:: Source passage
Electrochromic devices are often reliant on conjugated organic polymers. This is because they offer many advantages, including color tuning contingent on structure and being castable as films on electrodes.¹² Conjugated polymers are further electrochemically robust and can withstand extended cycles of reversibly applied potential without degradation of the bleached and colored states.^13,14 This contrasts with their molecular counterparts that undergo electrochemical reactions over time, resulting in both inconsistent coloration and device performance degradation during electrochromic device operation.¹⁵ This aside, accurate structure/electrochromic relationships can be accurately established with molecular electrochromes.
::::
:: Records
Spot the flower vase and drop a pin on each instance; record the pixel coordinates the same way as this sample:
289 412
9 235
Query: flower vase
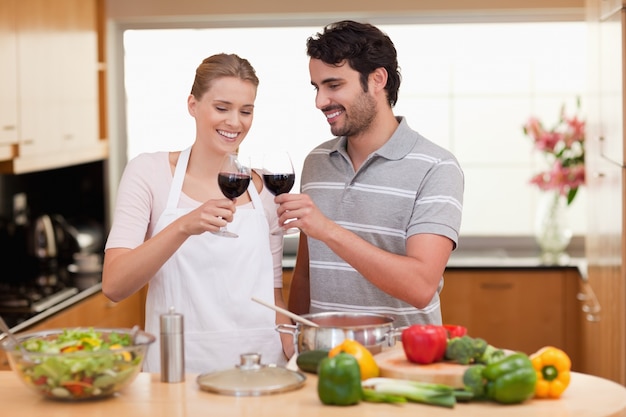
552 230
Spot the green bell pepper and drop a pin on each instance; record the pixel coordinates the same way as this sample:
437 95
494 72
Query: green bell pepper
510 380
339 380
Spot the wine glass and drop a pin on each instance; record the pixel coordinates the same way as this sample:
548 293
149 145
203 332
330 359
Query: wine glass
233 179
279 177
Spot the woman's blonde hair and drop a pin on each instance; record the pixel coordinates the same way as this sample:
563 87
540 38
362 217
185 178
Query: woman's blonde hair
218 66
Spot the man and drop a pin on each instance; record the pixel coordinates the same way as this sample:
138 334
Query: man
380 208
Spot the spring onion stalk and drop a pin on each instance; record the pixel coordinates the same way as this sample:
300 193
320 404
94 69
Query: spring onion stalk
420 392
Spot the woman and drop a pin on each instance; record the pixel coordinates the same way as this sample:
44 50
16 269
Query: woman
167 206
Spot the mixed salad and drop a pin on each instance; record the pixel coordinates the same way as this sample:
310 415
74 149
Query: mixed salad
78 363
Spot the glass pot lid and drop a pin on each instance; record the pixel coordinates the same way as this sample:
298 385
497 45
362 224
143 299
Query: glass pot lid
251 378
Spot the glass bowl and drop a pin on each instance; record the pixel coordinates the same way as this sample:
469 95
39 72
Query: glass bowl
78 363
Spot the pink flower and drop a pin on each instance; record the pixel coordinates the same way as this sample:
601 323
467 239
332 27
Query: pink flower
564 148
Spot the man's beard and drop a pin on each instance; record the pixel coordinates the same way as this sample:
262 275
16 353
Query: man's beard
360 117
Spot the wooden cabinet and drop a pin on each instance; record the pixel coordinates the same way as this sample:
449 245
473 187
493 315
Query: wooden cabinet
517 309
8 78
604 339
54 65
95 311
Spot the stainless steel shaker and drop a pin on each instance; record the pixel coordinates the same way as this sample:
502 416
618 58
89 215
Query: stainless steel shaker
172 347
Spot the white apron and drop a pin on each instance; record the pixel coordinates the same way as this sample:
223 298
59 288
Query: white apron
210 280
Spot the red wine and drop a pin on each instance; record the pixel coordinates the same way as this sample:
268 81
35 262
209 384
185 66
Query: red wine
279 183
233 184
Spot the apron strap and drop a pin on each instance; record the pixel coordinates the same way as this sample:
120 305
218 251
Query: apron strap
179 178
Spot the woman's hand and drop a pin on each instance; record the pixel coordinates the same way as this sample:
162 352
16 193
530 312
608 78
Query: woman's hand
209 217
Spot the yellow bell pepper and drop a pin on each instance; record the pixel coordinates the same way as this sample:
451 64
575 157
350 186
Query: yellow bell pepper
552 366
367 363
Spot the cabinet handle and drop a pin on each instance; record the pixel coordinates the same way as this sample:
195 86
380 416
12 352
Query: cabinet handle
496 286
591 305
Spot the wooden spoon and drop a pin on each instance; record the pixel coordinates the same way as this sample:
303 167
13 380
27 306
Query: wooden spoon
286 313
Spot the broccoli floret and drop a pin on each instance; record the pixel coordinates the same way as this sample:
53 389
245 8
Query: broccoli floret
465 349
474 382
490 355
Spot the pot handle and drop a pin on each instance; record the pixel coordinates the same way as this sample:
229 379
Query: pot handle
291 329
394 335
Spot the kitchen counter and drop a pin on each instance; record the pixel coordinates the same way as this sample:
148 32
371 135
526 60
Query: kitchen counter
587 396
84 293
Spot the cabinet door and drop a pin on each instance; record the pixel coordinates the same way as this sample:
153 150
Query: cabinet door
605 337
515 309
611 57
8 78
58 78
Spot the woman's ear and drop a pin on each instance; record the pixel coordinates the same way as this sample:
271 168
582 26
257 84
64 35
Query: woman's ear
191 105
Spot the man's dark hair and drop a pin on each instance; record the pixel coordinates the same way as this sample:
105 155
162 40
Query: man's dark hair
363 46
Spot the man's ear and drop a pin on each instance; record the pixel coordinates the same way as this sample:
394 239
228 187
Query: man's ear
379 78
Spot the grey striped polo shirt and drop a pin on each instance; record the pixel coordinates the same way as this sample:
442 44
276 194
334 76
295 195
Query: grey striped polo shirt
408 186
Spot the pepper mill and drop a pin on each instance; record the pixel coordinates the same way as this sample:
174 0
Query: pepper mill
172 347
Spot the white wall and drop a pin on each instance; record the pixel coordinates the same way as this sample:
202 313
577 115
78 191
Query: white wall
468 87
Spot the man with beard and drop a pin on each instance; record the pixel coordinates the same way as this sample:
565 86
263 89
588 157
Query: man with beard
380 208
::::
Reproduce the passage on electrochromic devices word for word, starting with "Electrochromic devices are" and going on through "with molecular electrochromes.".

* _Right answer_
Electrochromic devices are often reliant on conjugated organic polymers. This is because they offer many advantages, including color tuning contingent on structure and being castable as films on electrodes.¹² Conjugated polymers are further electrochemically robust and can withstand extended cycles of reversibly applied potential without degradation of the bleached and colored states.^13,14 This contrasts with their molecular counterparts that undergo electrochemical reactions over time, resulting in both inconsistent coloration and device performance degradation during electrochromic device operation.¹⁵ This aside, accurate structure/electrochromic relationships can be accurately established with molecular electrochromes.